Stored items
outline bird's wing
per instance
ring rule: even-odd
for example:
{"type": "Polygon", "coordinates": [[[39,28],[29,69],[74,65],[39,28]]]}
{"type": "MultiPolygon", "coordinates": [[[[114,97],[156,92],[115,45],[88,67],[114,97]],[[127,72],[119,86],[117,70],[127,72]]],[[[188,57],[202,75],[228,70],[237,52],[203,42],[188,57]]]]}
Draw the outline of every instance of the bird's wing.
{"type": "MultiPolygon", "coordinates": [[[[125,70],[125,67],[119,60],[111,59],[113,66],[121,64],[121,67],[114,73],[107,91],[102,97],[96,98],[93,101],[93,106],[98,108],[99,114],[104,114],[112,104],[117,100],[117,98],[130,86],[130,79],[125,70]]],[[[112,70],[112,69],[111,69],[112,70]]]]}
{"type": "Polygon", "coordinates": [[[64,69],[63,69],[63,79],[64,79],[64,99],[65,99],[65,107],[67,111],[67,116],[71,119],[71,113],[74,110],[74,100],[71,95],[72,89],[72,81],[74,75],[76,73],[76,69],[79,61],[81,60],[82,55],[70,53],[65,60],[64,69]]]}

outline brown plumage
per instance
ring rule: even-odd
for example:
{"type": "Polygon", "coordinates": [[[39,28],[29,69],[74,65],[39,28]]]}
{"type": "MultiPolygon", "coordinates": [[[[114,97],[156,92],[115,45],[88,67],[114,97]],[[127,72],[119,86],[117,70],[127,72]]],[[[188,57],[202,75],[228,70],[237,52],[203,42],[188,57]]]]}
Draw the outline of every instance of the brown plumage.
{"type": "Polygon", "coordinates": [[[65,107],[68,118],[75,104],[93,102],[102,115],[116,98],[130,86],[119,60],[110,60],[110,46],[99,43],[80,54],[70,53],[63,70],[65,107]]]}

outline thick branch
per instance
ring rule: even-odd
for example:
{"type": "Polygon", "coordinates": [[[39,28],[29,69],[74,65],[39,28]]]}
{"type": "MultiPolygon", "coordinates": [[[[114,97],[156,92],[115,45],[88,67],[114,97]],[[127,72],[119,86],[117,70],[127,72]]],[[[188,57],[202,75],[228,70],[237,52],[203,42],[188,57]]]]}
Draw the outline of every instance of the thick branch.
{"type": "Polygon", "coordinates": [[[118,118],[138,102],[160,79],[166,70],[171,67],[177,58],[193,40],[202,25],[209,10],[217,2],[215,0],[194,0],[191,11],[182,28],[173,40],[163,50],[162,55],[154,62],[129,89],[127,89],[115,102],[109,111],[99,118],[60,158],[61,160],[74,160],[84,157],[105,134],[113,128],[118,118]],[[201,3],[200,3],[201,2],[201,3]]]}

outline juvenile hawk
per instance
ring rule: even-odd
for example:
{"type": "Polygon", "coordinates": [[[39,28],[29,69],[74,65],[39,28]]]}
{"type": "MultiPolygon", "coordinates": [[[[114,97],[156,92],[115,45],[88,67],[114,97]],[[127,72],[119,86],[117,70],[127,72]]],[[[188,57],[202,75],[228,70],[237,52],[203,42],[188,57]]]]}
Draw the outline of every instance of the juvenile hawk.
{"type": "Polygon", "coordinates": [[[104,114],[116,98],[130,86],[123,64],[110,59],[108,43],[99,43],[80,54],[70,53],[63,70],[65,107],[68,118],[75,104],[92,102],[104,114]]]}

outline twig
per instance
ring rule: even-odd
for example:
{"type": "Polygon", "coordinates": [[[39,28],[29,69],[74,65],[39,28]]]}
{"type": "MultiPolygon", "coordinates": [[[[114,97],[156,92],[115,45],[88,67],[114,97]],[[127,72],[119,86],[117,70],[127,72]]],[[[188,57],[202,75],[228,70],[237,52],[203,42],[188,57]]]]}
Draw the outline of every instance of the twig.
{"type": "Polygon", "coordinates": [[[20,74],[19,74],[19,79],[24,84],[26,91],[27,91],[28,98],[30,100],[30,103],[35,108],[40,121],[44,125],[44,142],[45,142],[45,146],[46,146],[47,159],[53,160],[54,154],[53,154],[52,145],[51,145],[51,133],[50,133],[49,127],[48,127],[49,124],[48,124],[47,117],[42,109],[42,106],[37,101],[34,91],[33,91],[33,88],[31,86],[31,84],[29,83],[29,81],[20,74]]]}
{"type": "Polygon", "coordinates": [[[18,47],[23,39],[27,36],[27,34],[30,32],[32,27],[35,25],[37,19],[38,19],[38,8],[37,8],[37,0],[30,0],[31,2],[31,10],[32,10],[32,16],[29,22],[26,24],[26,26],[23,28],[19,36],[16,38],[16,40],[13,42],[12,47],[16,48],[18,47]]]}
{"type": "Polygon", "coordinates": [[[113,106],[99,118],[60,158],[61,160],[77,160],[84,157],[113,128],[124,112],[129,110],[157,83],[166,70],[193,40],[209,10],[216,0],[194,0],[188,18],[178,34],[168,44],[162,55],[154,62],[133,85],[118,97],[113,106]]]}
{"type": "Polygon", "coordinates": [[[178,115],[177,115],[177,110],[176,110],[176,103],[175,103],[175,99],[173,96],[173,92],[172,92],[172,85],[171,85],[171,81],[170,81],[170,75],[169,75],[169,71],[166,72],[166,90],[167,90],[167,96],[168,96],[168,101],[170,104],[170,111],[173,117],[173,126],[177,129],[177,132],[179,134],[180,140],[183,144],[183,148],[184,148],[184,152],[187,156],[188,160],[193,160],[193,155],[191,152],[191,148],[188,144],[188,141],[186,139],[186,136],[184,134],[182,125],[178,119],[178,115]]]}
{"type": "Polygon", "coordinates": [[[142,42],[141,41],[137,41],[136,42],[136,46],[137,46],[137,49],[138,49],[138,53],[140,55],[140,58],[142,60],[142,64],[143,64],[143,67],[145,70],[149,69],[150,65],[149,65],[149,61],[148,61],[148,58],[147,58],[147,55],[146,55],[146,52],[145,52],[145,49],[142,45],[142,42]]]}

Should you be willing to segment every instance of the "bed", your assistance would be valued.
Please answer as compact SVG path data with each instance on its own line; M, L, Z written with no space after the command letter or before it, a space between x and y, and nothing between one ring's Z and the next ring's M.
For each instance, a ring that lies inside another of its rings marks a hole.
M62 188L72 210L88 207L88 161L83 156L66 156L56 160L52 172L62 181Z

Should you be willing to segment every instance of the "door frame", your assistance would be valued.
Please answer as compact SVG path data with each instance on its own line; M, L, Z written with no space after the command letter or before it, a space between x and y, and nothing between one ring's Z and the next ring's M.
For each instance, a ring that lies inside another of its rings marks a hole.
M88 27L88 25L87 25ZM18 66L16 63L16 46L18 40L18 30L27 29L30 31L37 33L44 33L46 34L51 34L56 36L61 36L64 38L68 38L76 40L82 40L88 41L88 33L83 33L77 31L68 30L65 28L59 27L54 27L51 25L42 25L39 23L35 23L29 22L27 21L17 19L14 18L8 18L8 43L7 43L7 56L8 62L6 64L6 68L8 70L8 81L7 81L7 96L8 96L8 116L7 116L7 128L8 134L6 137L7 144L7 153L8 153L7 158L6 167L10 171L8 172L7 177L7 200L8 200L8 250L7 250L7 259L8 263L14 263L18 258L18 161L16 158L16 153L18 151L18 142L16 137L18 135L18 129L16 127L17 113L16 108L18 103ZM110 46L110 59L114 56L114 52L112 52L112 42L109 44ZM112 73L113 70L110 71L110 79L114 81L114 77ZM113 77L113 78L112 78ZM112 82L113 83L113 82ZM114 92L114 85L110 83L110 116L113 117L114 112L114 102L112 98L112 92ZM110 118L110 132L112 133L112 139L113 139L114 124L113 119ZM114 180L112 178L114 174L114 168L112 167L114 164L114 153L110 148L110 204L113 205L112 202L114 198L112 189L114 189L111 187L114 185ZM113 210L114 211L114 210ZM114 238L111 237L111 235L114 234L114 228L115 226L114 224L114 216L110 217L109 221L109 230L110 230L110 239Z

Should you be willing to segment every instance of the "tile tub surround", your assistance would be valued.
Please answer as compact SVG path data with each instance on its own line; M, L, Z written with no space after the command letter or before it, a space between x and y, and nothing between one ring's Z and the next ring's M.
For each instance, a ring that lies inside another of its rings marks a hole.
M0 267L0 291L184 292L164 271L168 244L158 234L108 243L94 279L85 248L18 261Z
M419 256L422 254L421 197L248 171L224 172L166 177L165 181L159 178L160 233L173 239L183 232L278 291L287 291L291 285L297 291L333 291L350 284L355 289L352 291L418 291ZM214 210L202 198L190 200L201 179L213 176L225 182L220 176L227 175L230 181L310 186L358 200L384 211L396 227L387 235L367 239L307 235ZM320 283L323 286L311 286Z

= Written task =
Rewrite the records from their start through the line containing "Draw the outline of every instance of the bird's", inclusive, swapping "wing" for "tail" and leaving everything else unchanged.

= Answer to the exercise =
outline bird's tail
per instance
ring rule: even-odd
for example:
{"type": "Polygon", "coordinates": [[[39,28],[29,69],[74,65],[39,28]]]}
{"type": "MultiPolygon", "coordinates": [[[[114,97],[156,92],[115,45],[88,67],[114,97]],[[127,72],[119,86],[117,70],[127,72]]],[[[188,57],[202,75],[228,70],[237,52],[203,42],[188,57]]]]}
Draw the outline of every instance of the bird's tail.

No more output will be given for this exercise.